Write out every line of the data below without changing a single word.
══ INFORMATION PROVIDED ══
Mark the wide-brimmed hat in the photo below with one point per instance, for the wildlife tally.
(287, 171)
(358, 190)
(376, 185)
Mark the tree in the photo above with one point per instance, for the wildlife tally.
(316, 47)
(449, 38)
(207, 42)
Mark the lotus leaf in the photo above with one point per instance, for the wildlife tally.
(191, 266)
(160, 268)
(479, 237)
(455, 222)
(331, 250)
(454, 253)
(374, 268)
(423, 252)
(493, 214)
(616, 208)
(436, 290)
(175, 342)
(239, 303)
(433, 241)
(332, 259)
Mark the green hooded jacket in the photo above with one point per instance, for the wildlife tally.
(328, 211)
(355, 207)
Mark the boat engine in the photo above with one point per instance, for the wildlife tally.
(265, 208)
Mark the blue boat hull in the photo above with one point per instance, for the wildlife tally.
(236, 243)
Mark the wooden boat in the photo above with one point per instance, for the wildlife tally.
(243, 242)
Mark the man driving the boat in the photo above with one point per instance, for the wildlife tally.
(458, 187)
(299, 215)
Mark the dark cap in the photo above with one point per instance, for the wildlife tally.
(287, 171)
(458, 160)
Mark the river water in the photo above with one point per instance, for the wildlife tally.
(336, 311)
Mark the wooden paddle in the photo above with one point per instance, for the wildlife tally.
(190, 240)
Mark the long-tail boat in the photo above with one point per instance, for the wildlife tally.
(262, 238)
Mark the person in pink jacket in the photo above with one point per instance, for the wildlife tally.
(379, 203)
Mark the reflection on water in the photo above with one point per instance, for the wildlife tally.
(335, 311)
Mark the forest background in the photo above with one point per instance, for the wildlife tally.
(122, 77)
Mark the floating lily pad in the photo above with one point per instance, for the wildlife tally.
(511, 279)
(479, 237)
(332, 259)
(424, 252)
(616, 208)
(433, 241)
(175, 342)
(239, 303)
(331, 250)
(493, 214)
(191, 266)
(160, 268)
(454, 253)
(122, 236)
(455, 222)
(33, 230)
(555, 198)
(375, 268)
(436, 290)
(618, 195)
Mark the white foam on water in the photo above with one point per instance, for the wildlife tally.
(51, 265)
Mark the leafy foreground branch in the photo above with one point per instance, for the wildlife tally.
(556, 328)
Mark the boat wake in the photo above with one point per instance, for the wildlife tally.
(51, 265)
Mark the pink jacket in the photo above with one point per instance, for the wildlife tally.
═══
### ANSWER TO THIS PROBLEM
Mark the wide-brimmed hat in the photo below with one point per instance, for the wildlife tally.
(287, 171)
(358, 190)
(376, 185)
Mark the tree in the photo above with one point per instance, for the wildlife tally.
(316, 47)
(449, 38)
(207, 42)
Mark the lotus leaf in the photo above with one point per instance, for the wildlife tally.
(191, 266)
(160, 268)
(479, 237)
(455, 222)
(331, 250)
(454, 253)
(374, 268)
(423, 252)
(493, 214)
(616, 208)
(436, 290)
(175, 342)
(239, 303)
(433, 241)
(332, 259)
Mark the green hooded jacket in the photo above with one point per instance, for the wildlife tally.
(328, 211)
(355, 207)
Mark the boat engine in the photo above with one point per instance, for the wildlife tally.
(265, 208)
Mark the blue boat hull in the photo above with one point per instance, for the wildlife tally.
(236, 243)
Mark the wooden boat in the photo above with one point per instance, for the wildlife tally.
(243, 242)
Mark the man driving the boat in the photo above with one point per instance, for the wildlife tally.
(458, 187)
(299, 215)
Mark the dark cap in the photo above with one point per instance, for the wildlife tally.
(287, 171)
(458, 160)
Mark the river water in the photo above with one point per instance, for the wildlife tally.
(336, 311)
Mark the wooden paddle in the photo above with one point per instance, for the wildlife tally.
(190, 240)
Mark the long-tail boat in the photo above with one point per instance, for the wildlife tally.
(262, 238)
Mark the person in pink jacket in the photo above with one point per instance, for the wildlife tally.
(379, 203)
Mark the reflection on water in the photo above with one point per instance, for the wildlife tally.
(335, 311)
Mark the forest background in the photo above with one point per instance, for the wildlife tally.
(122, 77)
Mark the floating lily pad in the photo above with one point per instance, for the wildlife tally.
(511, 279)
(479, 237)
(332, 259)
(424, 252)
(616, 208)
(433, 241)
(175, 342)
(239, 303)
(331, 250)
(493, 214)
(191, 266)
(160, 268)
(454, 253)
(122, 236)
(455, 222)
(33, 230)
(555, 198)
(375, 268)
(436, 290)
(618, 195)
Mark the white foam on water in the photo above with one point per instance, for the wildlife tally.
(51, 265)
Mark the leafy foreground branch in the photo above with one point per instance, for the wildlife tally.
(556, 328)
Mark the boat wake in the photo above with one point per instance, for the wildlife tally.
(51, 265)
Mark the pink jacket in the photo above with one point per instance, for the wildlife tally.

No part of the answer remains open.